● Фрагмент страницы:
============================================================

Еще одним следствием драмы на Семеновском плацу стало обилие насильственных смертей в его произведениях. Ни у кого в русской литературе, да, пожалуй, и в мировой (если не брать детективный жанр) нет такого количества убийств и самоубийств, сколько их у Федора Достоевского. Тут, конечно, сказались и страшная гибель отца, и лицезрение убийц в Мертвом доме, но решающую роль сыграл, конечно, Семеновский плац, который он хотел бы да не мог забыть... Не это ли постоянное внутреннее усилие — забыть, забыть! — и привело к тому, что у одного из величайших русских романистов практически нет ностальгических текстов, что, надо признать, резко противоречит русской литературной традиции? Даже желчный и уж отнюдь не сентиментальный Салтыков-Щедрин отдал ей дань, создав в конце жизни «Пошехонскую старину», быть может, лучшую свою книгу. А вот у Достоевского такой книги нет.

Федор Михайлович вообще не склонен вспоминать прошлое, во всяком случае после каторги, где, по позднейшему признанию, он все четыре года «вспоминал беспрерывно все мое прошедшее». Отвспоминался! В 1873 году он запишет в альбом Ольге Александровне Козловой, жене поэта Павла Козлова, переводчика романтического, а следовательно, и ностальгического Байрона, что «воспоминание равносильно страданию, и даже чем счастливее воспоминаемое мгновение, тем более от него и мучения». И потому естественно, что он старается их избегать. «Мне всегда было скучно припоминать прошлое, и никогда я не мог толковать о прошлом, как делают почти все», — это уже не сам Достоевский говорит, это говорит его Ставрогин, в выпущенной при публикации «Бесов» главе «У Тихона».

============================================================

● Условие задачи:
Не процитируете ли дословно часть фрагмента о Достоевском, которая начинается словами «Еще одним следствием» и заканчивается словами «такой книги нет.»?

● Записанные данные:

============================================================

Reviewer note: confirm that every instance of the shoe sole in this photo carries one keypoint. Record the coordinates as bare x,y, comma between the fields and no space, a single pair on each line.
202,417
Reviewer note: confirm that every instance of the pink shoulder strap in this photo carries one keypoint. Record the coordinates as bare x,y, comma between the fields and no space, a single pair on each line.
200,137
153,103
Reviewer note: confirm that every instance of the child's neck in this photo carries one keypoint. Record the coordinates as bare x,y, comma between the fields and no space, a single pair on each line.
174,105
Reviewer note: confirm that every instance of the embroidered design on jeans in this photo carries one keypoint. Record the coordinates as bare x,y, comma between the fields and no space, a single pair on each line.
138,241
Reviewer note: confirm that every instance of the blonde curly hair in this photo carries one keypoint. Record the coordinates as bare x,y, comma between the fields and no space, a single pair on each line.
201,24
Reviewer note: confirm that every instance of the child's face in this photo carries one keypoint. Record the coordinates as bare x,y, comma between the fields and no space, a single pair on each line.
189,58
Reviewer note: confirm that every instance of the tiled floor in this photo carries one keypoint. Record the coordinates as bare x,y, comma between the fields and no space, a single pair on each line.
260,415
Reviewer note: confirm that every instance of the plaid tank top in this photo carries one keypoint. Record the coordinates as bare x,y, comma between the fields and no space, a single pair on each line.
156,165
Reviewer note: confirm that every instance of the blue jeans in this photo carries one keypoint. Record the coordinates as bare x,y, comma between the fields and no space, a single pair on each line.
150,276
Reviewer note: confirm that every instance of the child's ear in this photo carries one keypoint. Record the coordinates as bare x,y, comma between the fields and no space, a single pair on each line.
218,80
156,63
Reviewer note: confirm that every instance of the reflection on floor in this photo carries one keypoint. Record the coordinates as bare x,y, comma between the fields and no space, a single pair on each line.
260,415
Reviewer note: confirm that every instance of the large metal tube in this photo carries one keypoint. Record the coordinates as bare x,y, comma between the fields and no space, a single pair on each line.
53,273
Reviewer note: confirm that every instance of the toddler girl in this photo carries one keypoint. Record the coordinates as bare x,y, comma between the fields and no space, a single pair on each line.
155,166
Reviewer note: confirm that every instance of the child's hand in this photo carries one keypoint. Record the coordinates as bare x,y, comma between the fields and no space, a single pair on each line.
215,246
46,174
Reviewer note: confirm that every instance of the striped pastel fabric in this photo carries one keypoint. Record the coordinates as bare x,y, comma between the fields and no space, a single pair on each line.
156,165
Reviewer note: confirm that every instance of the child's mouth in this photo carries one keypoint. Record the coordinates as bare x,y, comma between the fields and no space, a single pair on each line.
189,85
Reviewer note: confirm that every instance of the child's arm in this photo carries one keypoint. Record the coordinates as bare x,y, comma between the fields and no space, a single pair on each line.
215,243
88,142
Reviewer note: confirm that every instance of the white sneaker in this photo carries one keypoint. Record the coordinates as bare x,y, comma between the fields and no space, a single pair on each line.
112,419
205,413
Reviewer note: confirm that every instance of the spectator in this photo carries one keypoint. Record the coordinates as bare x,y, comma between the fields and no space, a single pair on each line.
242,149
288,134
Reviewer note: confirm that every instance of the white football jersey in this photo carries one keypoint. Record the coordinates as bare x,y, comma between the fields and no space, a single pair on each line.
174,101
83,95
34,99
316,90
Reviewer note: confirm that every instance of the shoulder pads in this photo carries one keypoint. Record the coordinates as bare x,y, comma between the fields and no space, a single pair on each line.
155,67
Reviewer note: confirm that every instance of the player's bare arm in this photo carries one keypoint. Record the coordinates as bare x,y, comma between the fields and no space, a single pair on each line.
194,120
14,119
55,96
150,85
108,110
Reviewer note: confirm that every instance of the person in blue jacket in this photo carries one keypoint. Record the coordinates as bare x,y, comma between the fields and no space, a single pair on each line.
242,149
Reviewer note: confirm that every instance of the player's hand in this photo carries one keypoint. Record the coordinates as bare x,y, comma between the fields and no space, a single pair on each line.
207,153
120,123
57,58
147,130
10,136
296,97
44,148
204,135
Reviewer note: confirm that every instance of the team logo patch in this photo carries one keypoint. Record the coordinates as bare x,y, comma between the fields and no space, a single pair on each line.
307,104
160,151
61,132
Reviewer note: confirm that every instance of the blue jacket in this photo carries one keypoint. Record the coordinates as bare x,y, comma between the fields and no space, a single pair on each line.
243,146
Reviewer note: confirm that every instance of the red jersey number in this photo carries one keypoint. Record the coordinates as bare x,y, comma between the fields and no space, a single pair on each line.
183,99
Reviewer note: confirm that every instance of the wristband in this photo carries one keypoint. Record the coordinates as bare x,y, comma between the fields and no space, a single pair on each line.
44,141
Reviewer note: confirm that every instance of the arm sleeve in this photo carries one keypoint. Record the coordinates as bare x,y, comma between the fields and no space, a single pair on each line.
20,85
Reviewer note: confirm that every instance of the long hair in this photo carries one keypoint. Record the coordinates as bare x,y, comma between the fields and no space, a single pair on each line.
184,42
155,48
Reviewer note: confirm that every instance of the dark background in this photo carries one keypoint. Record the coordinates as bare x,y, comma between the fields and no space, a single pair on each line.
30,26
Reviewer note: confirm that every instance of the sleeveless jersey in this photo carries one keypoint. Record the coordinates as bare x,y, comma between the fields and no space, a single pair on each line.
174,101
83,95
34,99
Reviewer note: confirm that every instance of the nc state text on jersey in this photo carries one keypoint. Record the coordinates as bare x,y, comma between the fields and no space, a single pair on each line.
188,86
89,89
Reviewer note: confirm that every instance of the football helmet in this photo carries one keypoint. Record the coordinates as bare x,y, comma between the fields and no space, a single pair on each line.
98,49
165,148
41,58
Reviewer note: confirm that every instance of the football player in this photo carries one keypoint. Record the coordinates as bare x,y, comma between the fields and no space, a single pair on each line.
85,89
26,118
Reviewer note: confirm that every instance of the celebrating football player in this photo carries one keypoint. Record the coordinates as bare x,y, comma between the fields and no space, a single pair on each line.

============================================================

● Ответ:
Еще одним следствием драмы на Семеновском плацу стало обилие насильственных смертей в его произведениях. Ни у кого в русской литературе, да, пожалуй, и в мировой (если не брать детективный жанр) нет такого количества убийств и самоубийств, сколько их у Федора Достоевского. Тут, конечно, сказались и страшная гибель отца, и лицезрение убийц в Мертвом доме, но решающую роль сыграл, конечно, Семеновский плац, который он хотел бы да не мог забыть... Не это ли постоянное внутреннее усилие — забыть, забыть! — и привело к тому, что у одного из величайших русских романистов практически нет ностальгических текстов, что, надо признать, резко противоречит русской литературной традиции? Даже желчный и уж отнюдь не сентиментальный Салтыков-Щедрин отдал ей дань, создав в конце жизни «Пошехонскую старину», быть может, лучшую свою книгу. А вот у Достоевского такой книги нет.